Job: Recast the rows from the line containing "On this screenshot, the muscular thigh" up to and including the line containing "[80,213,137,321]" as a JSON list of strings, one string per line, leaving out any blank lines.
↓
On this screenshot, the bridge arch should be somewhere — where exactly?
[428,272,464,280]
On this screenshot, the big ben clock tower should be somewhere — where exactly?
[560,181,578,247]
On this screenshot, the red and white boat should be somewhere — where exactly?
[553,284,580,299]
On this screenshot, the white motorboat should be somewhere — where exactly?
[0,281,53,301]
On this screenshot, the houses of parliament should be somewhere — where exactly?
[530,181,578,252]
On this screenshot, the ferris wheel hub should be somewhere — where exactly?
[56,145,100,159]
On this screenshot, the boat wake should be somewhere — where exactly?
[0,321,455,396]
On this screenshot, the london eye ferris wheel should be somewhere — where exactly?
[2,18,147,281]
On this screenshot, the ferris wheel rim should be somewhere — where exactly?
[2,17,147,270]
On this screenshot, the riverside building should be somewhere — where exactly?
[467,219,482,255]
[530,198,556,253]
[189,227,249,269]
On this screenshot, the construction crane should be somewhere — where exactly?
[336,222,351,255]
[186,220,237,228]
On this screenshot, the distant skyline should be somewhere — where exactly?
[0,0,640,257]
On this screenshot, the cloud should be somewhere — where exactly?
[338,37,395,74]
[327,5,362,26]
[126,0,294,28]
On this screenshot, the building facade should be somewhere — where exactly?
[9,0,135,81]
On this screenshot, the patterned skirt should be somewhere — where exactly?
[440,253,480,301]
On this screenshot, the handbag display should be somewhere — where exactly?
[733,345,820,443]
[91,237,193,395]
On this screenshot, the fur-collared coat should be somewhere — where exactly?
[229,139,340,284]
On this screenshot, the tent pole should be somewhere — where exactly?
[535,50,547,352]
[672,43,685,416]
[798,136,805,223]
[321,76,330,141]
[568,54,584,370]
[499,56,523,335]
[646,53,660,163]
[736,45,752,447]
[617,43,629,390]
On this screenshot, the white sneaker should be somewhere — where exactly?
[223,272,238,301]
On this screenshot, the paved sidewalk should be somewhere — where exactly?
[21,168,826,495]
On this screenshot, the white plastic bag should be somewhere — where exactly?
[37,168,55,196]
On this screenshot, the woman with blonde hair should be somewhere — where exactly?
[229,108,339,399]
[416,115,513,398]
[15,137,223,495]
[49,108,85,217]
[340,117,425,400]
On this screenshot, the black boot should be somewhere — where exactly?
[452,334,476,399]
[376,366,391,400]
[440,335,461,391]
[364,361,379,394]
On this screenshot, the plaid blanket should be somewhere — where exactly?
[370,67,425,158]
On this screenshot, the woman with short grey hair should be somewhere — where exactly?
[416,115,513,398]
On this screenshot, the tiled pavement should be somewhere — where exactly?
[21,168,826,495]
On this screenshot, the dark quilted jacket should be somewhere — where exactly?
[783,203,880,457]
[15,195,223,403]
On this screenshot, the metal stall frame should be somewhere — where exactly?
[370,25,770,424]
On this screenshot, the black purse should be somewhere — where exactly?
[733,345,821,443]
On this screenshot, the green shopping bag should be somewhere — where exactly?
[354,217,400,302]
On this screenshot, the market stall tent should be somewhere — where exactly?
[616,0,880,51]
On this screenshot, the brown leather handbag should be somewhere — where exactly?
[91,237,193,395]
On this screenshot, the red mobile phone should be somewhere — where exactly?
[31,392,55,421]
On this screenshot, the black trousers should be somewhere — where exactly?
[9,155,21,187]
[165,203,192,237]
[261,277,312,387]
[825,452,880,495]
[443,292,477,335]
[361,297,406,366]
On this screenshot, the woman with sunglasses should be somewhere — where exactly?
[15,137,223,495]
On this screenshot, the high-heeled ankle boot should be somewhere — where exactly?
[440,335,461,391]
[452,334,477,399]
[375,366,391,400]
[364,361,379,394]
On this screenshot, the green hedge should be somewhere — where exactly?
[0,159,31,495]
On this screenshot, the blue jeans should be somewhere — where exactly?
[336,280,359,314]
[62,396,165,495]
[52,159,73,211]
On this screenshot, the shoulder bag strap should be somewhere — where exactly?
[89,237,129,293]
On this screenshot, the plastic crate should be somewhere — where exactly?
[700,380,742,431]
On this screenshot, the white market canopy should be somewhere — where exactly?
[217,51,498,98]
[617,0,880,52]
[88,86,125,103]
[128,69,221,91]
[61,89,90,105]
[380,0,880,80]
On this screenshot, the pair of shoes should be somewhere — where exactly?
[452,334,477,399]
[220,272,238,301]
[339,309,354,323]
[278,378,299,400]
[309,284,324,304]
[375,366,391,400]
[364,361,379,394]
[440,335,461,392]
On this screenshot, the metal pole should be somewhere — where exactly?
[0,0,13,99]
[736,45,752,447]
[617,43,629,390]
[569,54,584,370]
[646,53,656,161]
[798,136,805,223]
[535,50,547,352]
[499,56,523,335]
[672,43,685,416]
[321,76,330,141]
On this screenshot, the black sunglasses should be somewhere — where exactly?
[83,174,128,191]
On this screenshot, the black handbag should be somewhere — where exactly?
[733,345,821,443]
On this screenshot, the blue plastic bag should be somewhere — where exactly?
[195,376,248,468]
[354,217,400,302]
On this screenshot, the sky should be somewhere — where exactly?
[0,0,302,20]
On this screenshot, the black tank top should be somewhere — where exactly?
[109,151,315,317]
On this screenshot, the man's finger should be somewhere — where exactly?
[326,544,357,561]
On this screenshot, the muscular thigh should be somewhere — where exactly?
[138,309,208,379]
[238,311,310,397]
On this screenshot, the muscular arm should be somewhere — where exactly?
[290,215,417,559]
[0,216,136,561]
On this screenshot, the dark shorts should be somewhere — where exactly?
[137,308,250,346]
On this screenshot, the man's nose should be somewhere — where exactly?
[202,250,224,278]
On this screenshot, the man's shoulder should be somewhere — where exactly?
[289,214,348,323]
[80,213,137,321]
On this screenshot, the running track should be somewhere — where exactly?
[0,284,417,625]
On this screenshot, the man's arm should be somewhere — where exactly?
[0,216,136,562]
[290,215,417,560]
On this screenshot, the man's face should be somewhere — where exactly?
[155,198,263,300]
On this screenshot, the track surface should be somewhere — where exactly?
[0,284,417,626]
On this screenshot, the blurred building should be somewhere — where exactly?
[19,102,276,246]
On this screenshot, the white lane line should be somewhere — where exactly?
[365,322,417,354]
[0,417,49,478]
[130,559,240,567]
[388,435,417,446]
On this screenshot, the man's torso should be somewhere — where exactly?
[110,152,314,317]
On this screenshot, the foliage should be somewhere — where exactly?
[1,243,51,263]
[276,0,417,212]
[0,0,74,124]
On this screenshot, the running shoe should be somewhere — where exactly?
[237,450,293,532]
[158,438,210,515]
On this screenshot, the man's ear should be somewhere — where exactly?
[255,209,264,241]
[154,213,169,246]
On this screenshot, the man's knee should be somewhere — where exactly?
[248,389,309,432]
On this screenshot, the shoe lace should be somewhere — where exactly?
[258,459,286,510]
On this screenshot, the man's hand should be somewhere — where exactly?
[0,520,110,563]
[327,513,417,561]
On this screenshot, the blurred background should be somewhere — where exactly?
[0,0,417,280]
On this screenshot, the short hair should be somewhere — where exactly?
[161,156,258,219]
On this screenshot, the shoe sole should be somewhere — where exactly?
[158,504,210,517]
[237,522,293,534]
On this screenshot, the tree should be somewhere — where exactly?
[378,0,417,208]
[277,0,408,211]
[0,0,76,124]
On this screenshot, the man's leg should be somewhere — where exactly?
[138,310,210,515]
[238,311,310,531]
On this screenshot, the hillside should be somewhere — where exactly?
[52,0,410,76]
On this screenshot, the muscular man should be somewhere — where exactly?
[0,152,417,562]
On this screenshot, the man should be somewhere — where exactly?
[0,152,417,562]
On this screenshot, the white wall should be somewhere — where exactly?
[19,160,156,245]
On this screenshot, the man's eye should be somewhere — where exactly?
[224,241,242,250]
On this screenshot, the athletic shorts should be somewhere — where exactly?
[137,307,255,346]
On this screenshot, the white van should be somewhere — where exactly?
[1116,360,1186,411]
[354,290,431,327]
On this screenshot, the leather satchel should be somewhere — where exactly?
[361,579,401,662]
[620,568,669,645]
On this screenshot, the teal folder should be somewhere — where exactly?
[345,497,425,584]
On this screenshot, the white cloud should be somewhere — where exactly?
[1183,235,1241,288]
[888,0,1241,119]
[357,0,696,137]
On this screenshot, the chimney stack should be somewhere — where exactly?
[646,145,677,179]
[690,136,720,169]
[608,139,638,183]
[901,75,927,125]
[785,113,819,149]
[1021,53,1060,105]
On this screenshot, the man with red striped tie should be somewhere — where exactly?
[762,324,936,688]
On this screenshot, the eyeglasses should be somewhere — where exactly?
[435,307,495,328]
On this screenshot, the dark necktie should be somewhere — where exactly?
↑
Worked solution:
[
  "On this screenshot, the muscular thigh should be somewhere — where exactly?",
  "[138,309,208,379]",
  "[238,311,310,397]",
  "On this screenshot, the muscular arm should be somewhere — where exactly?",
  "[290,215,417,559]",
  "[0,216,136,561]",
  "On this screenshot, the dark shorts should be somewhere — where exactly?",
  "[137,308,250,346]",
  "On this screenshot, the man's nose should be somewhere — where exactly?",
  "[202,250,224,278]",
  "On this screenshot, the man's shoulder should be somewhere — where exactly?",
  "[289,214,348,323]",
  "[80,213,137,321]"
]